The data |
────────────────

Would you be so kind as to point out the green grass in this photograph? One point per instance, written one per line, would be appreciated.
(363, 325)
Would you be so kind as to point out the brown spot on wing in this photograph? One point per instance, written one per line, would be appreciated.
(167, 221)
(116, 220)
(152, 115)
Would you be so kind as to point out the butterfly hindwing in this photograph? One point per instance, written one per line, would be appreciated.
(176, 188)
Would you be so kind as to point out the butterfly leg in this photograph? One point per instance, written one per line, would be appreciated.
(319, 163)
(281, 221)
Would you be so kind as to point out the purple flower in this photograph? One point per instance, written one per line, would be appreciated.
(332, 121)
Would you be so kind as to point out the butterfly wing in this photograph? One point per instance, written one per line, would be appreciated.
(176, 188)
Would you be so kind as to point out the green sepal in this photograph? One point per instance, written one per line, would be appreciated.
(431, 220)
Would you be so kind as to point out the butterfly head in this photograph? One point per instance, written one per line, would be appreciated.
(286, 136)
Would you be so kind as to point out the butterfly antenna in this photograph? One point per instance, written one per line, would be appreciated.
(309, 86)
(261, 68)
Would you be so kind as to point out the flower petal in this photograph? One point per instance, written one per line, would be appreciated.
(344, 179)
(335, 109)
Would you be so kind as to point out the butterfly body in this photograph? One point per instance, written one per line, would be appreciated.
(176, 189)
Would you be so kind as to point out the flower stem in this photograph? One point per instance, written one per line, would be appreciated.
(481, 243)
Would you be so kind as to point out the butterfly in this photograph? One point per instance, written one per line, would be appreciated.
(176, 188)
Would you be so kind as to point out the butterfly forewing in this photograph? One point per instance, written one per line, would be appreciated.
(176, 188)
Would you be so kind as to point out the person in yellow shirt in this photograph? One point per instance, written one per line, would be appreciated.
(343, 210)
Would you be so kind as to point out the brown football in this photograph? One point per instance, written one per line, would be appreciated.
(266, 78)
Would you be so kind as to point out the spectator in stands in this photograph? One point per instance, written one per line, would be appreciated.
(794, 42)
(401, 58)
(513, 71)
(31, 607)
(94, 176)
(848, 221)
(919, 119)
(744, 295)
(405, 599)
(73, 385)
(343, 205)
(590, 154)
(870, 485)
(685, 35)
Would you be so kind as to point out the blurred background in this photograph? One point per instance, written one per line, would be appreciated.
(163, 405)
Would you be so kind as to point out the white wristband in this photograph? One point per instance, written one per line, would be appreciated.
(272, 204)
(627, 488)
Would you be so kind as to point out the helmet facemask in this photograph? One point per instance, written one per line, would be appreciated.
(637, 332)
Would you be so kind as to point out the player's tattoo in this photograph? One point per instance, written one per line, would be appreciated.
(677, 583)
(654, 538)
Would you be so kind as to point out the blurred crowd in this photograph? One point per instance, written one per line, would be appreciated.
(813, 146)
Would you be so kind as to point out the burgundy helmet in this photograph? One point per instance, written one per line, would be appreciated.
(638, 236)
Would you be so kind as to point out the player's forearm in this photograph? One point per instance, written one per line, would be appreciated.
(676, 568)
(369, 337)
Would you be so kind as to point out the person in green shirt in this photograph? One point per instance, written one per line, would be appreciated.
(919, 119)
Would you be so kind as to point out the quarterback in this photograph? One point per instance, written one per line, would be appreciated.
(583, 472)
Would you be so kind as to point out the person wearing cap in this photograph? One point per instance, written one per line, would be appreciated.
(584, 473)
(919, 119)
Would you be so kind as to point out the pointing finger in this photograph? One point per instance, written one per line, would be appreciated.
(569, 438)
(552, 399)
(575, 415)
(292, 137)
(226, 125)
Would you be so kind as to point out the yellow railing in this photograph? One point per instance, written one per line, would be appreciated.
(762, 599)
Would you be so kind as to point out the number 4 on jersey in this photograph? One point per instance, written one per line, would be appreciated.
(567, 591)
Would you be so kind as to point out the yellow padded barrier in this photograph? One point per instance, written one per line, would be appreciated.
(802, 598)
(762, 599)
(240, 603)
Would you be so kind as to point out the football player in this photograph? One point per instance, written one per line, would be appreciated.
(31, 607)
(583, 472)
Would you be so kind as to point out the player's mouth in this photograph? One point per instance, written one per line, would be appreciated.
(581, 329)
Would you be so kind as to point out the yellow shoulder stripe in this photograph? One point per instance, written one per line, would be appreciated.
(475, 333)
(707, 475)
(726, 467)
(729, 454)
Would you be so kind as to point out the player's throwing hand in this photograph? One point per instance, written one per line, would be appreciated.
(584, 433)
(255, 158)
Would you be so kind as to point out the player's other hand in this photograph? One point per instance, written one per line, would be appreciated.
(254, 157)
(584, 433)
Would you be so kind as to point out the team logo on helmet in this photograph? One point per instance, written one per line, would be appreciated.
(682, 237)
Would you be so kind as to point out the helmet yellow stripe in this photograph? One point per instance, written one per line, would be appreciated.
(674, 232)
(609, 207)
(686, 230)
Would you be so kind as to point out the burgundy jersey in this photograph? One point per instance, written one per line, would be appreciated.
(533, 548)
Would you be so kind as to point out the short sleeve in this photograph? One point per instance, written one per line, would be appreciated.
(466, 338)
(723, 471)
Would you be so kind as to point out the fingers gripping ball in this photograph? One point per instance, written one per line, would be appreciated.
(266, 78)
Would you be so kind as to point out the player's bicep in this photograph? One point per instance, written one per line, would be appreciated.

────────────────

What the task asks | Rewrite the records from the line containing "Would you be so kind as to point out the short" through the end of the records, substituting "is requested" for "would be appreciated" and changing nothing else.

Response to this exercise |
Would you be so kind as to point out the short sleeve in this photograph? One point per instance, written one per line, is requested.
(466, 338)
(723, 471)
Would you be so kind as to point out the fingers gripping ball in this photograph? One point per instance, written one per line, is requested.
(266, 78)
Would you be so kind as to point out the player's bicep in this photograph? One point per instance, written one per line, is requested.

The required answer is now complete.